Make an exact copy of the lines from the top of the entries below through the line with "Query: aspen tree trunk". Leave all pictures out.

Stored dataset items
***

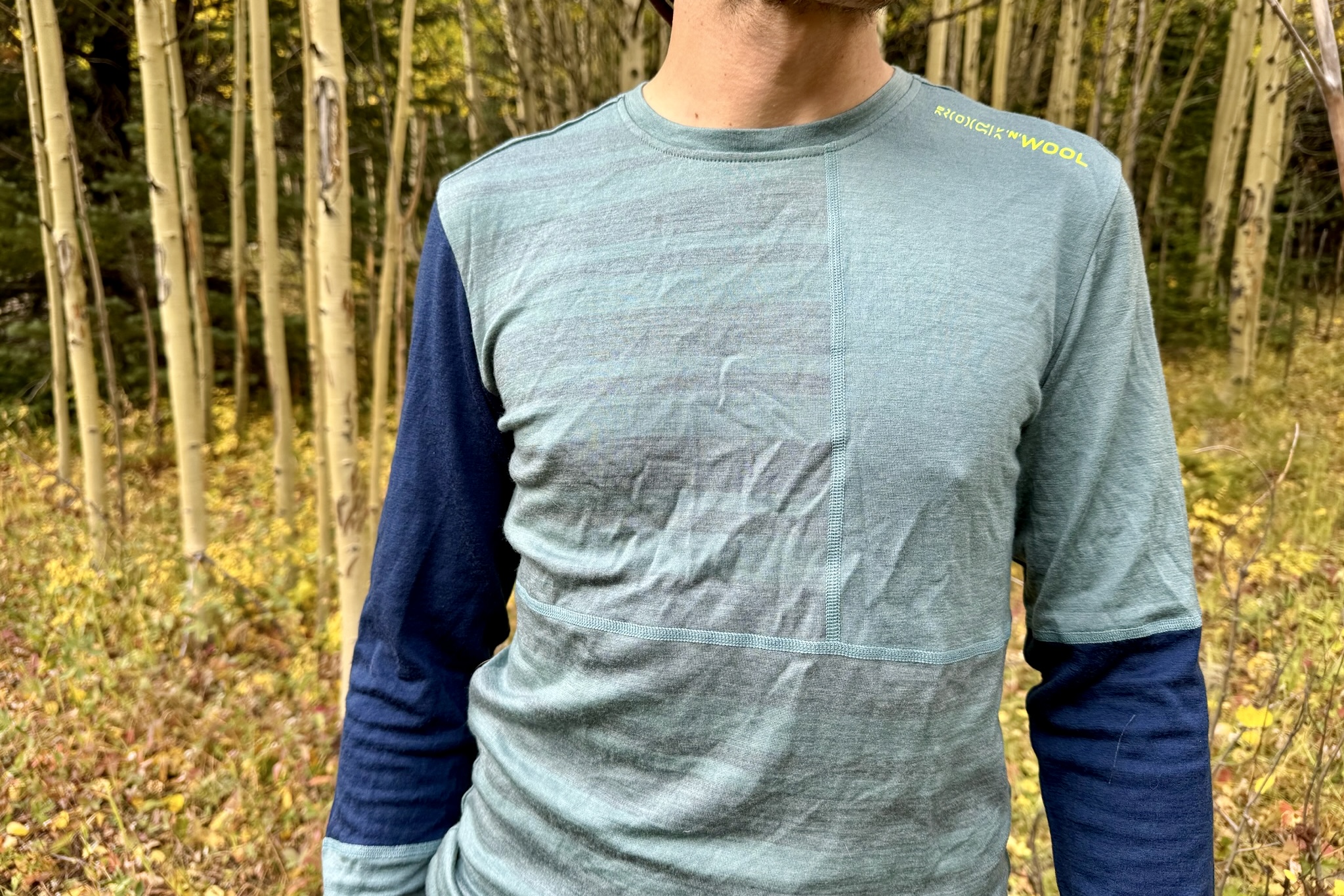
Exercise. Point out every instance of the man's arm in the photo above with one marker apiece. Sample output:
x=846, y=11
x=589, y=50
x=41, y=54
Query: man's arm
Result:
x=436, y=608
x=1120, y=719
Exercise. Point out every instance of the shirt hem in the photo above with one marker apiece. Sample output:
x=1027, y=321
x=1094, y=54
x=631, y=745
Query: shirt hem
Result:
x=757, y=641
x=1161, y=626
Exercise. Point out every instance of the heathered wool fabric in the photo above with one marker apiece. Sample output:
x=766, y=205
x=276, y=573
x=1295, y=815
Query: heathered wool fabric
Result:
x=784, y=406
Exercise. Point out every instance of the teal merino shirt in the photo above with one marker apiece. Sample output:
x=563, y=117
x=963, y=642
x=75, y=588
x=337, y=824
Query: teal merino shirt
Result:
x=753, y=423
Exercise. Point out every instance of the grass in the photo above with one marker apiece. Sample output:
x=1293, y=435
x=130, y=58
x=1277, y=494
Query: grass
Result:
x=137, y=761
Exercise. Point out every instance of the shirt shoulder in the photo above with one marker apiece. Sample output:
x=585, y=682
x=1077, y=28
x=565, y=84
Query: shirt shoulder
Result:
x=1041, y=167
x=523, y=178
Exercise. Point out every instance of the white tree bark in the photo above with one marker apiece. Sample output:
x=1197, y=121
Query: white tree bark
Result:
x=632, y=43
x=1264, y=167
x=471, y=88
x=337, y=320
x=393, y=263
x=55, y=314
x=1062, y=106
x=936, y=58
x=970, y=53
x=51, y=73
x=1003, y=53
x=190, y=221
x=238, y=217
x=1225, y=146
x=322, y=486
x=268, y=237
x=171, y=270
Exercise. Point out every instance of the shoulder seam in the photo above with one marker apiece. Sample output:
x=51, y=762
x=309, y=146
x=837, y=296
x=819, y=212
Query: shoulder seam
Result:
x=517, y=141
x=1092, y=261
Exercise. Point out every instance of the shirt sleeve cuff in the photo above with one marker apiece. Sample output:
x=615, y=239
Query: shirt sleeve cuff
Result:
x=351, y=870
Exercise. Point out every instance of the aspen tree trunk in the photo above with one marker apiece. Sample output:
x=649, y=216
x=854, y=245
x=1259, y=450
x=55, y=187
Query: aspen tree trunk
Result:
x=574, y=96
x=1037, y=47
x=1114, y=65
x=1062, y=106
x=238, y=217
x=1155, y=182
x=936, y=58
x=1003, y=53
x=1140, y=91
x=322, y=486
x=190, y=221
x=51, y=74
x=268, y=234
x=519, y=61
x=970, y=54
x=952, y=64
x=336, y=310
x=1102, y=82
x=1264, y=165
x=137, y=284
x=171, y=270
x=546, y=65
x=394, y=230
x=371, y=238
x=632, y=43
x=409, y=247
x=100, y=303
x=55, y=319
x=473, y=106
x=1225, y=146
x=1284, y=242
x=399, y=362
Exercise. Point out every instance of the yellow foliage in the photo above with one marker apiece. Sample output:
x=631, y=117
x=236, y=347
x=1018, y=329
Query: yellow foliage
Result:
x=1254, y=716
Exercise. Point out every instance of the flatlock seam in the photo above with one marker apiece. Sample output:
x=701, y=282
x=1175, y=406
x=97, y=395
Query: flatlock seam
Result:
x=758, y=641
x=839, y=413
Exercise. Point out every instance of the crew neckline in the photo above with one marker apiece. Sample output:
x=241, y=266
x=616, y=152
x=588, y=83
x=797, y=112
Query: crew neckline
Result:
x=785, y=139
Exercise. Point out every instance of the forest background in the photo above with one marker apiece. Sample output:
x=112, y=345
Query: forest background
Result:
x=171, y=651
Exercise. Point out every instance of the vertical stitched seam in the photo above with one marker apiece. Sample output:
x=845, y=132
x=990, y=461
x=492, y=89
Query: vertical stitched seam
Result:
x=839, y=423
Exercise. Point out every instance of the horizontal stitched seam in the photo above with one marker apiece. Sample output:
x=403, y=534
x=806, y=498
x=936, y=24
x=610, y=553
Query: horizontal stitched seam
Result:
x=761, y=643
x=769, y=155
x=399, y=851
x=1181, y=624
x=525, y=139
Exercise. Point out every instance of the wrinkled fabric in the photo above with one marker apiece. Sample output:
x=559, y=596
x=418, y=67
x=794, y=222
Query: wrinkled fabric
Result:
x=783, y=406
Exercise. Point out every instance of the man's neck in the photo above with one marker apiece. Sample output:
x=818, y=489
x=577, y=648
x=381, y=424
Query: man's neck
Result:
x=762, y=64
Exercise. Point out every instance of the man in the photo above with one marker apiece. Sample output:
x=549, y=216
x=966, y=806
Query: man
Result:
x=757, y=379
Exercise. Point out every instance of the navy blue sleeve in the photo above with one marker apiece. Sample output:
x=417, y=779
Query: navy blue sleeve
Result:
x=441, y=580
x=1121, y=736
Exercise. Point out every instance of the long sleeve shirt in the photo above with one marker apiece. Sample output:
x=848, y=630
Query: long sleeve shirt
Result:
x=753, y=423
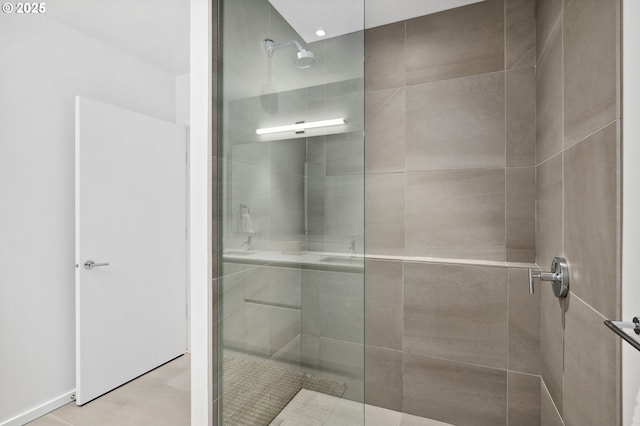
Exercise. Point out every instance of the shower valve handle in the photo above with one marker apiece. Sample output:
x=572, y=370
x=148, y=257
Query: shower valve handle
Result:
x=559, y=277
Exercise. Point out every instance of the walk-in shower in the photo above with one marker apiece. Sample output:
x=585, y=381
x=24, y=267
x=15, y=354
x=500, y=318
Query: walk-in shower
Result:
x=291, y=164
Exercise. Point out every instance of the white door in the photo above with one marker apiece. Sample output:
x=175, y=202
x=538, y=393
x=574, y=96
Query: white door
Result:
x=131, y=214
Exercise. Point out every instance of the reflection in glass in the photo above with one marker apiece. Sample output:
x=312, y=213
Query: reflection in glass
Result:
x=291, y=281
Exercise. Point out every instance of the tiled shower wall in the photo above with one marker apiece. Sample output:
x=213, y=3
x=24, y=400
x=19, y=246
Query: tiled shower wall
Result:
x=450, y=173
x=578, y=187
x=450, y=128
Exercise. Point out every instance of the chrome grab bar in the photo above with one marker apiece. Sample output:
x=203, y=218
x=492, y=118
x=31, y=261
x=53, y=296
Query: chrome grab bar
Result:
x=619, y=326
x=90, y=264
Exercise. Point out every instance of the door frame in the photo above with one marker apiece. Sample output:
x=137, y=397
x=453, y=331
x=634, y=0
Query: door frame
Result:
x=200, y=213
x=630, y=199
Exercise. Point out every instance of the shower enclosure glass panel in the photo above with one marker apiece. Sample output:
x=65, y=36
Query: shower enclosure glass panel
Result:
x=290, y=324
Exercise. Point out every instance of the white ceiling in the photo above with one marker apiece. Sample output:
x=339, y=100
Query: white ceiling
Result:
x=338, y=17
x=155, y=31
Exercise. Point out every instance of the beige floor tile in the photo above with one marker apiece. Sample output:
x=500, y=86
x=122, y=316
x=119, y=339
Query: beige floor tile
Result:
x=48, y=420
x=160, y=397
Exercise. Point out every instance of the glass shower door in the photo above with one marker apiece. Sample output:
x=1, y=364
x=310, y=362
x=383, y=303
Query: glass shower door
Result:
x=291, y=186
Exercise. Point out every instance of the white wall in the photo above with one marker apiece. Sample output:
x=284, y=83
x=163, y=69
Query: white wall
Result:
x=44, y=65
x=631, y=206
x=201, y=280
x=182, y=99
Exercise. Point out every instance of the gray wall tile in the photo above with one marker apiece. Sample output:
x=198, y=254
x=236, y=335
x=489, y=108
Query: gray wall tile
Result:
x=439, y=202
x=549, y=99
x=344, y=362
x=383, y=307
x=591, y=68
x=386, y=130
x=521, y=117
x=341, y=299
x=549, y=211
x=548, y=413
x=344, y=207
x=548, y=22
x=591, y=228
x=454, y=393
x=383, y=378
x=457, y=124
x=455, y=43
x=551, y=342
x=284, y=327
x=385, y=213
x=345, y=154
x=520, y=49
x=523, y=399
x=592, y=369
x=456, y=312
x=384, y=57
x=287, y=206
x=524, y=324
x=520, y=214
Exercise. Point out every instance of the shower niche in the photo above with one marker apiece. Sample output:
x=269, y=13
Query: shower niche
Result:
x=290, y=325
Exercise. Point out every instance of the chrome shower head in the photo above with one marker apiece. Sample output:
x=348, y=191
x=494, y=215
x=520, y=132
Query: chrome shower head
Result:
x=304, y=58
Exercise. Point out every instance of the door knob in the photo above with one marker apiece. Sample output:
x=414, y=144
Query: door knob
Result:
x=559, y=277
x=90, y=264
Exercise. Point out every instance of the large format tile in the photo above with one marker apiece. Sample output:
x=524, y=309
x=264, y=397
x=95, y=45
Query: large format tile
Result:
x=591, y=66
x=457, y=124
x=51, y=420
x=549, y=99
x=344, y=362
x=549, y=415
x=455, y=393
x=383, y=378
x=385, y=213
x=592, y=369
x=409, y=420
x=523, y=399
x=524, y=324
x=377, y=416
x=456, y=312
x=345, y=154
x=286, y=206
x=150, y=399
x=439, y=202
x=521, y=117
x=521, y=214
x=549, y=211
x=548, y=22
x=386, y=130
x=333, y=305
x=591, y=228
x=551, y=342
x=384, y=57
x=344, y=209
x=520, y=49
x=458, y=42
x=383, y=307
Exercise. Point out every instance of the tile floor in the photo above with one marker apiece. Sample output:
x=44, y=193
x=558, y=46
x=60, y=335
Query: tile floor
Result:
x=159, y=398
x=313, y=408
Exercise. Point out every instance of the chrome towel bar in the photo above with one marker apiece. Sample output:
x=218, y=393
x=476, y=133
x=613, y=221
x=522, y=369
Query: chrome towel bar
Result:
x=619, y=326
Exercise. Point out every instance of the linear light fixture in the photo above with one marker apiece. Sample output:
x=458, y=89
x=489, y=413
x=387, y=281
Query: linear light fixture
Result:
x=301, y=126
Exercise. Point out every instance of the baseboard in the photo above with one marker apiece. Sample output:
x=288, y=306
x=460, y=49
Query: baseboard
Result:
x=38, y=411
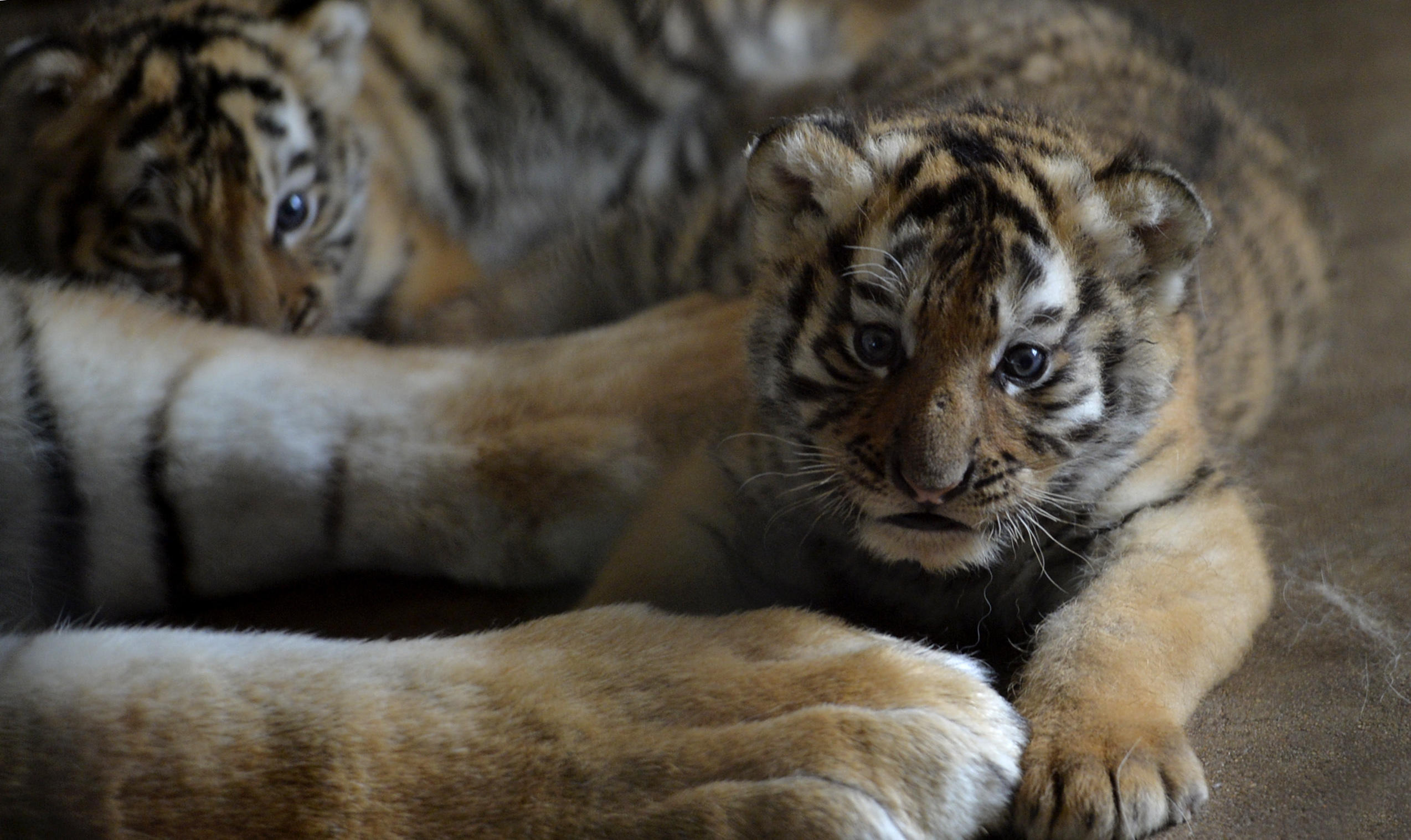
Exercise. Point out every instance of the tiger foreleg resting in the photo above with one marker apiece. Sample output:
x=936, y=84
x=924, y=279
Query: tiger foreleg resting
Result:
x=198, y=461
x=1116, y=672
x=607, y=723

***

* EXERCISE RESPONSE
Exercise. Point out every instance of the man's arm in the photo above with one marker apiece. Sample output:
x=846, y=11
x=589, y=50
x=41, y=54
Query: man's arm
Result:
x=436, y=608
x=1120, y=719
Exercise. Point out every instance of the shirt hem in the photo above with one marker apiece. Sample output:
x=1027, y=321
x=1094, y=54
x=631, y=745
Query: shirt hem
Result:
x=757, y=641
x=1161, y=626
Exercise. Point out every instance of the heathered wool fabric in the photo above with one marker apiece. Sample output:
x=766, y=205
x=276, y=573
x=1295, y=815
Query: heathered wool fabric
Result:
x=784, y=406
Exercise. Point out every instance of the teal merino shirt in the photo above with one marker apiece. Sample output:
x=563, y=117
x=963, y=642
x=75, y=588
x=337, y=824
Query: teal merino shirt
Result:
x=753, y=423
Exercise. Point out every instance of the grass in the photo above with one marker apiece. Sample output:
x=1293, y=435
x=130, y=58
x=1277, y=494
Query: grass
Result:
x=137, y=761
Exercise. Point out every instance of the shirt shoulder in the photo above with one marker apiece. Sample output:
x=585, y=682
x=1077, y=28
x=565, y=84
Query: shirt shoulder
Result:
x=1041, y=167
x=523, y=178
Exercise. Point out every instance of the white tree bark in the photo above with one marker apiece. Sample output:
x=1197, y=121
Query: white tree bark
Result:
x=632, y=43
x=1264, y=167
x=471, y=88
x=337, y=320
x=393, y=263
x=55, y=314
x=1062, y=106
x=936, y=58
x=970, y=53
x=51, y=73
x=1003, y=53
x=190, y=221
x=238, y=217
x=1225, y=146
x=322, y=486
x=268, y=237
x=171, y=270
Exercise. Point out every instance of the shoulder seam in the photo above with one marker apiece. Sample output:
x=51, y=762
x=309, y=146
x=837, y=296
x=819, y=212
Query: shoulder seam
Result:
x=517, y=141
x=1092, y=261
Exercise. Point out every instance of the shirt sleeve cuff in the photo above with one marker apiece. Sample output:
x=615, y=239
Query: shirt sleeve cuff
Result:
x=351, y=870
Exercise. Point out every instance of the aspen tree trunk in the photo above with one marker apiece. Sample output:
x=649, y=216
x=854, y=245
x=1259, y=450
x=55, y=187
Query: aspen tree trunk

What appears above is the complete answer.